Jobs
1. Rewrite the infrastructure debt article from "Infrastructure debt has" to "different to LPs?", putting "wide range" in place of "plethora".
2. Carry the infrastructure debt article forward from the point where it stops.

-- Start Source passage --

Why all roads lead to infra debt funds

With bank appetites having been curtailed, new investors of all stripes are flocking to this recession-resistant segment of the market, say Hadley Peer Marshall and Ian Simes of Brookfield Infrastructure.

This article is sponsored by Brookfield Infrastructure.

Infrastructure debt has prospered into an established asset class in recent years. A market historically dominated by commercial banks with large project finance groups, post-financial crisis regulation saw private capital play a more central role in financing infrastructure at the senior debt level and open up the subordinated debt market.
Brookfield has been active in the infrastructure debt space for many years across the transportation, energy, renewables, data and utilities sectors, leveraging the strength of its leading global equity franchise.

Institutional investors now have a plethora of debt options, from direct lending to corporates to real estate debt. How does infra debt offer something different to LPs?

Ian Simes
Ian Simes

Ian Simes: The benefits of infrastructure debt come from the attributes of the underlying assets, in particular a degree of essentiality and high barriers to entry. Assets like ports, airports, toll roads or utilities, which people always need but cannot be easily replicated.
These assets will generally perform well in a downturn which differentiates the debt from that of other assets such as corporate debt or leveraged finance loans.
The upside for investors is that we’re making illiquid and highly structured loans which attract a higher spread, but the nature of the underlying infrastructure asset actually gives the investor a higher level of protection.

Hadley Peer Marshall: It’s also difficult for institutional investors to obtain exposure to infrastructure debt except through debt funds. Historically, you would have to be an insurance company with a team in place that lends directly, but now pension funds, insurance companies, family offices and other types of investors are all able to obtain access.

We see relatively few infra debt funds raised. Is the industry suffering from a lack of competition with only a few large players in the market?

Hadley Peer Marshall
Hadley Peer Marshall

HPM: What we’re seeing in infrastructure debt today is building momentum from investors, fund managers and borrowers and you need all three of these to build a strong market. Regulations have curtailed bank appetites for levered infrastructure deals and that has opened up many more options for others to come in as providers. We’ve also seen this development in the subordinated debt space, which didn’t exist 10 years ago.
All this means it’s a great time to be a borrower because all kinds of projects that might have struggled to raise financing from the banks can now attract funding via alternative providers.

IS: The senior debt space has become very competitive with debt funds, banks and the larger insurance companies and pension funds all providing capital for infrastructure debt. However, in the non-investment grade space, we see less competition and fewer funds and a much more modest supply of capital. This makes it a good place to be a lender.

What’s the near-term outlook for infra debt, given growing fears the global economy may be about to turn?
HPM: The benefit of infrastructure is that you are less exposed to the cycle, as the deals we do involve assets with stable, contracted cashflows and the characteristics of the asset class are generally uncorrelated to the broader market.

-- End Source passage --
-- Start Entries provided --

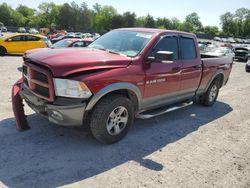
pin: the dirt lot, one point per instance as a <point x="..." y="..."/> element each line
<point x="192" y="147"/>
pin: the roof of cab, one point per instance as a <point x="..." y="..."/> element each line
<point x="154" y="30"/>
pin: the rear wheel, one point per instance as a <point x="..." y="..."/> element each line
<point x="209" y="98"/>
<point x="2" y="51"/>
<point x="111" y="118"/>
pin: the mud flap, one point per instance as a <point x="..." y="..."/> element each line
<point x="18" y="107"/>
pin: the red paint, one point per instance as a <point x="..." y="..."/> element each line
<point x="17" y="106"/>
<point x="99" y="68"/>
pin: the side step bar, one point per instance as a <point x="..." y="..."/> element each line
<point x="157" y="112"/>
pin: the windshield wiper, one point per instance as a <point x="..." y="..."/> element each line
<point x="113" y="52"/>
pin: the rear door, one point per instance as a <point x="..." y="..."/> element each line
<point x="33" y="42"/>
<point x="162" y="84"/>
<point x="191" y="70"/>
<point x="15" y="44"/>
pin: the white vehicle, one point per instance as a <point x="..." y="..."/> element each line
<point x="220" y="51"/>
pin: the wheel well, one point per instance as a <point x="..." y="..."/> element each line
<point x="127" y="93"/>
<point x="124" y="92"/>
<point x="1" y="47"/>
<point x="220" y="78"/>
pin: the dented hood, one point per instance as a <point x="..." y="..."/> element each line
<point x="67" y="61"/>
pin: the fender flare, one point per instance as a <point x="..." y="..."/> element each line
<point x="115" y="87"/>
<point x="218" y="72"/>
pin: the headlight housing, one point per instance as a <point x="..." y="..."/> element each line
<point x="71" y="88"/>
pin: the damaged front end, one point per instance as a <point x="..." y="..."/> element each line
<point x="18" y="107"/>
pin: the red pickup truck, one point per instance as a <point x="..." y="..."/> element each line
<point x="125" y="74"/>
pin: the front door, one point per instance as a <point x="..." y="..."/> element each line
<point x="191" y="71"/>
<point x="162" y="81"/>
<point x="16" y="44"/>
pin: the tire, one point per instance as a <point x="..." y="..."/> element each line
<point x="209" y="98"/>
<point x="111" y="118"/>
<point x="2" y="51"/>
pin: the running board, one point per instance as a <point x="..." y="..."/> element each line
<point x="146" y="114"/>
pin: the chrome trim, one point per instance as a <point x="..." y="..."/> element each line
<point x="115" y="87"/>
<point x="182" y="105"/>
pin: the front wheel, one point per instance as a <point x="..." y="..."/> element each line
<point x="2" y="51"/>
<point x="209" y="98"/>
<point x="111" y="118"/>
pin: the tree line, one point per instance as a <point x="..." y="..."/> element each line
<point x="75" y="17"/>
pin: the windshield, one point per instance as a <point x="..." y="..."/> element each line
<point x="219" y="50"/>
<point x="129" y="43"/>
<point x="61" y="44"/>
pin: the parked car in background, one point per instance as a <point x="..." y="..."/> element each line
<point x="231" y="40"/>
<point x="33" y="31"/>
<point x="228" y="45"/>
<point x="242" y="53"/>
<point x="221" y="51"/>
<point x="54" y="40"/>
<point x="19" y="43"/>
<point x="224" y="40"/>
<point x="217" y="39"/>
<point x="95" y="35"/>
<point x="72" y="42"/>
<point x="125" y="74"/>
<point x="3" y="29"/>
<point x="248" y="65"/>
<point x="21" y="30"/>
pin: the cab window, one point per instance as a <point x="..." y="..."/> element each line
<point x="16" y="38"/>
<point x="79" y="44"/>
<point x="188" y="49"/>
<point x="32" y="38"/>
<point x="169" y="43"/>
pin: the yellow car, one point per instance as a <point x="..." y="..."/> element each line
<point x="19" y="43"/>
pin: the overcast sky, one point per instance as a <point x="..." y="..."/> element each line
<point x="209" y="10"/>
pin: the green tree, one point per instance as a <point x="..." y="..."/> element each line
<point x="187" y="26"/>
<point x="164" y="23"/>
<point x="103" y="19"/>
<point x="149" y="21"/>
<point x="48" y="12"/>
<point x="213" y="30"/>
<point x="229" y="26"/>
<point x="117" y="21"/>
<point x="6" y="14"/>
<point x="140" y="21"/>
<point x="129" y="19"/>
<point x="175" y="23"/>
<point x="65" y="17"/>
<point x="194" y="20"/>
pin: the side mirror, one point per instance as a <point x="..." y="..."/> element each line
<point x="165" y="56"/>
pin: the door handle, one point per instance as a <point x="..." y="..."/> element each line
<point x="176" y="69"/>
<point x="197" y="66"/>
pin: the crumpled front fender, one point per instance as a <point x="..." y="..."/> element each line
<point x="18" y="107"/>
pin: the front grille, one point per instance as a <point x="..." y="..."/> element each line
<point x="41" y="77"/>
<point x="240" y="54"/>
<point x="42" y="90"/>
<point x="39" y="80"/>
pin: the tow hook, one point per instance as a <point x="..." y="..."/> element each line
<point x="18" y="107"/>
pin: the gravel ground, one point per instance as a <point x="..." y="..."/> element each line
<point x="192" y="147"/>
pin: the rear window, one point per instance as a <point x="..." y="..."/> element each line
<point x="188" y="48"/>
<point x="32" y="38"/>
<point x="169" y="43"/>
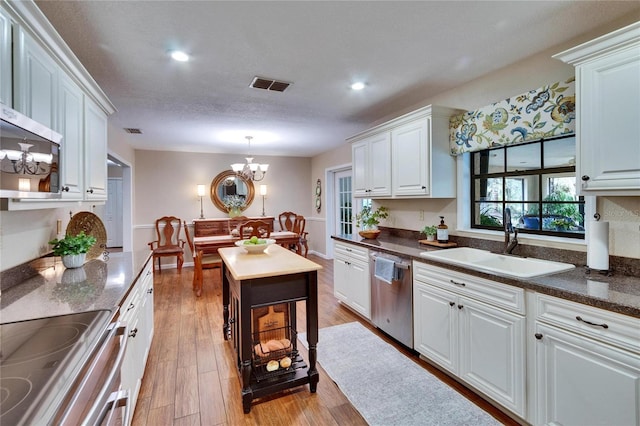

-- End Entries provided --

Outputs
1.
Infrastructure debt has prospered into an established asset class in recent years. A market historically dominated by commercial banks with large project finance groups, post-financial crisis regulation saw private capital play a more central role in financing infrastructure at the senior debt level and open up the subordinated debt market.
Brookfield has been active in the infrastructure debt space for many years across the transportation, energy, renewables, data and utilities sectors, leveraging the strength of its leading global equity franchise.

Institutional investors now have a wide range of debt options, from direct lending to corporates to real estate debt. How does infra debt offer something different to LPs?

2.
IS: From a recovery or economic loss perspective, infrastructure has historically performed well throughout all market cycles, including previous downturns, due to the quality of the underlying assets. However, what we can also expect to see in a downturn is that spreads will widen across the credit markets and, while infrastructure won’t be immune from this, we expect infrastructure credit will perform better with less volatility in comparison to other credit sectors.

In terms of greenfield transactions, we find that particularly during downturns, governments continue to prioritise the need to create more infrastructure and invest in existing infrastructure, so we would expect continued political support during a recession and for new projects to come to the market.

What about long-term prospects? Are structural factors such as bank retrenchment likely to drive opportunities for debt fund managers?
HPM: Long-term prospects for infrastructure debt are very good. We saw the original pull-back from the banks after the financial crisis and that has really opened up sponsors’ minds to alternative forms of financing. Historically they would just use senior debt and equity but today they are more willing to consider different types of debt and different structures that might be more suited to their financing objectives. In the future, we have Basel IV coming which is likely to see further bank retrenchment and this will open up more opportunities for experienced alternative players.

IS: We also need to consider that we are likely to be in a persistently low interest rate environment for the foreseeable future. In this kind of situation, investors need to capture more alpha from their portfolios, and private debt is an attractive way to do this. In an environment where base rates are higher, an investor might not be open to taking on an illiquid debt exposure to earn some incremental return, but with rates at or near zero, that proposition becomes much more compelling.

How are infrastructure debt funds innovating today?
IS: We see an infrastructure debt market that is naturally maturing and evolving to introduce a range of different strategies. Part of that is diversifying out of senior debt into junior debt or other structures.

HPM: In addition, there are more strategies looking at specific areas of infrastructure, such as renewables-only, inflation-linked opportunities, geographic preferences and so on.

How have investors adapted their approach to investing in infrastructure debt and how do you expect their demands to change in the future?
IS: Investors are definitely getting more sophisticated. Co-investment is happening a lot more often as investors begin to understand the sector in more detail and want to obtain direct exposure. We also see a lot of investors thinking more in-depth about where the money they allocate to infrastructure debt comes from. For some, it is a fixed-income allocation, for others it’s private debt and for others it sits in an alternative bucket, but we haven’t seen any firm trends develop yet for where infra debt allocations are coming from.

HPM: The amount of investors that are focusing on this asset class has massively increased and studies suggest it is one of the top strategies that investors want to commit capital to. There are a lot of investors out there looking to be better educated about the asset class so they can understand it and know what each different strategy can offer them.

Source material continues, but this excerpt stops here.